Task ->
Rewrite the records below, starting with the line that contains "the rv windshield." and going on through the end of the records, both ends included and requests kept. Add -131 to each x and y coordinate in the answers.

Pointing dataset excerpts ->
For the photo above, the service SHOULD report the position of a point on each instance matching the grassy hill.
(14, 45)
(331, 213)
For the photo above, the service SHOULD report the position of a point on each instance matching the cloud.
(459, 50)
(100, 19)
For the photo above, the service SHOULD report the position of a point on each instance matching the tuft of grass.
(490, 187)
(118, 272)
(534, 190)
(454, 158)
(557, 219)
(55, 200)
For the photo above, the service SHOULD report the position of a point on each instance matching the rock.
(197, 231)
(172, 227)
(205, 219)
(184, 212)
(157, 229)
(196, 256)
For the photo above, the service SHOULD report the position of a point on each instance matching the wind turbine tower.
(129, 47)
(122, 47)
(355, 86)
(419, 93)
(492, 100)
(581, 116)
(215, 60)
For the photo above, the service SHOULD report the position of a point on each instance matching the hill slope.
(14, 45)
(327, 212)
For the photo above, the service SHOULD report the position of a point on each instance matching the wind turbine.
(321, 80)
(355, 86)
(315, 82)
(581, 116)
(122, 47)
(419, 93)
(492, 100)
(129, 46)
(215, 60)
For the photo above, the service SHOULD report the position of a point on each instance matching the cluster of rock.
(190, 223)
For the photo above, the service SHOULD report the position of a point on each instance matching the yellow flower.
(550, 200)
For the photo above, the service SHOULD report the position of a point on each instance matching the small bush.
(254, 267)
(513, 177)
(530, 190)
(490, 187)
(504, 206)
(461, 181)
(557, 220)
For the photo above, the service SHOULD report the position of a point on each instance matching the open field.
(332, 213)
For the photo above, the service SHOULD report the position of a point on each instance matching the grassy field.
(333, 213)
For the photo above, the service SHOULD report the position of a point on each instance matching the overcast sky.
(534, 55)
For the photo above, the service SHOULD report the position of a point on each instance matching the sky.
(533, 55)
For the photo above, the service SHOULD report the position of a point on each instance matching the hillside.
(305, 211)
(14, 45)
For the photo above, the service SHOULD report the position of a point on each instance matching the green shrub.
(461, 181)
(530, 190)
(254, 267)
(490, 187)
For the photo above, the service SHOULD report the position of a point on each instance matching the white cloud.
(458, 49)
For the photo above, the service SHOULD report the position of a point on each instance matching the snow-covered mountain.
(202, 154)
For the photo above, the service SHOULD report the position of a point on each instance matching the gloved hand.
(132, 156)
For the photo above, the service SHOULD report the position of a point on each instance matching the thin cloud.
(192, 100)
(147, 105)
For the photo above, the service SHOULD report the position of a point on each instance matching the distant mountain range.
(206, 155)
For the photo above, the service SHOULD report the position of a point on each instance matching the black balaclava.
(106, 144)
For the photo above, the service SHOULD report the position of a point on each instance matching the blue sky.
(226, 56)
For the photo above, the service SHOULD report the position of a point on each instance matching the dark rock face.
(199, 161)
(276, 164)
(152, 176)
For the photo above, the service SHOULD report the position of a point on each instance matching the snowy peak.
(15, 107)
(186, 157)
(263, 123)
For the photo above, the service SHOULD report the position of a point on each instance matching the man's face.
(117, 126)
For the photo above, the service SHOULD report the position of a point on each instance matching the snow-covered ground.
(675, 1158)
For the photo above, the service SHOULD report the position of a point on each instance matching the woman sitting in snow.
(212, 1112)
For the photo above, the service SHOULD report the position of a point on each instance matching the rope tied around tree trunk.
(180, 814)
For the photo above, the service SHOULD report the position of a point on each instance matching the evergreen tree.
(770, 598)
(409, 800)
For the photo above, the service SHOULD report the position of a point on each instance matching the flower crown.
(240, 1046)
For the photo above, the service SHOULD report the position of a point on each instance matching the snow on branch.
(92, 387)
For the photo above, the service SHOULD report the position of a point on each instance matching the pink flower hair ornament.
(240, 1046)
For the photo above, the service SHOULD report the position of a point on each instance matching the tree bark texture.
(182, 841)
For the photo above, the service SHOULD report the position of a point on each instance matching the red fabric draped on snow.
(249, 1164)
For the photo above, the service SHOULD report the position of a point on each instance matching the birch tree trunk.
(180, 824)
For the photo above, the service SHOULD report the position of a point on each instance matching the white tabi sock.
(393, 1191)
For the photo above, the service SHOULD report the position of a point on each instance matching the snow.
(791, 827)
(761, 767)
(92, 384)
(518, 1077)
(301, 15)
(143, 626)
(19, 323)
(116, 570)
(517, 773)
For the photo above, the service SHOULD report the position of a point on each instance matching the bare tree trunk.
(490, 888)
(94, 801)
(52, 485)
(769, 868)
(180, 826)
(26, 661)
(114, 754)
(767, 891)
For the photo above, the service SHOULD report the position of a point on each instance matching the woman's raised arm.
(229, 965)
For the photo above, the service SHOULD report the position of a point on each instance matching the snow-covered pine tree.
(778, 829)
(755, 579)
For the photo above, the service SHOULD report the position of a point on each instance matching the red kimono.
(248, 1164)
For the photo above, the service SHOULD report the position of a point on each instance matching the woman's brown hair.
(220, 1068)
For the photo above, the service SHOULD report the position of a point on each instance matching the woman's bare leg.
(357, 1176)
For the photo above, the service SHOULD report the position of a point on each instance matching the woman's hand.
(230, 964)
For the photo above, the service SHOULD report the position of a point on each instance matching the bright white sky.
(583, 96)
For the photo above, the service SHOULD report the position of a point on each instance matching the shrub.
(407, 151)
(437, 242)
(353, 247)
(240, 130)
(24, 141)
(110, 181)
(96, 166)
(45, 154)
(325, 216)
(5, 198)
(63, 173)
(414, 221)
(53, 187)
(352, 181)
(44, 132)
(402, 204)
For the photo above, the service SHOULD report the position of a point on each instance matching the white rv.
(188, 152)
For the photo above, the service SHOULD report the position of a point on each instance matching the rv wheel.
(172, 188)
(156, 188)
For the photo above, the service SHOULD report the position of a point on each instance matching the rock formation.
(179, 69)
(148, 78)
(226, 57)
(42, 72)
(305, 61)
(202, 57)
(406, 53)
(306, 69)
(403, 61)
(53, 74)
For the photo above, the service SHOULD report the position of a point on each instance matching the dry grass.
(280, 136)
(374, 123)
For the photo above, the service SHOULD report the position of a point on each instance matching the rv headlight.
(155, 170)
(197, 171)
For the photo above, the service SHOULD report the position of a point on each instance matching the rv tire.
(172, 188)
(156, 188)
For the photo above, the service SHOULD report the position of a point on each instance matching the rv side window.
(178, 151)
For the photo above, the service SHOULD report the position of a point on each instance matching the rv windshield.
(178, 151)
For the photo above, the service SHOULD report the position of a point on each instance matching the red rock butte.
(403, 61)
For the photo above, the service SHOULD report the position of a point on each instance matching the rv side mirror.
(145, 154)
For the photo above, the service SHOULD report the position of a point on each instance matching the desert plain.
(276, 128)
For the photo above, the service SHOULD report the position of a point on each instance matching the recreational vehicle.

Exercise solution ->
For the photo above, the service SHOULD report the position of a point on each instance matching the rv windshield.
(47, 20)
For the photo above, the service SHOULD report the position of a point on each instance matching the red rock butte.
(272, -70)
For the photo above, the service SHOULD report the position of a point on each instance matching the rv side mirror.
(14, 23)
For the photo above, the service SHOULD report the position of a point on each instance matching the desert plain.
(145, -3)
For the photo above, the service SHOULD report the position of a point on each instance matching the recreational vehicle.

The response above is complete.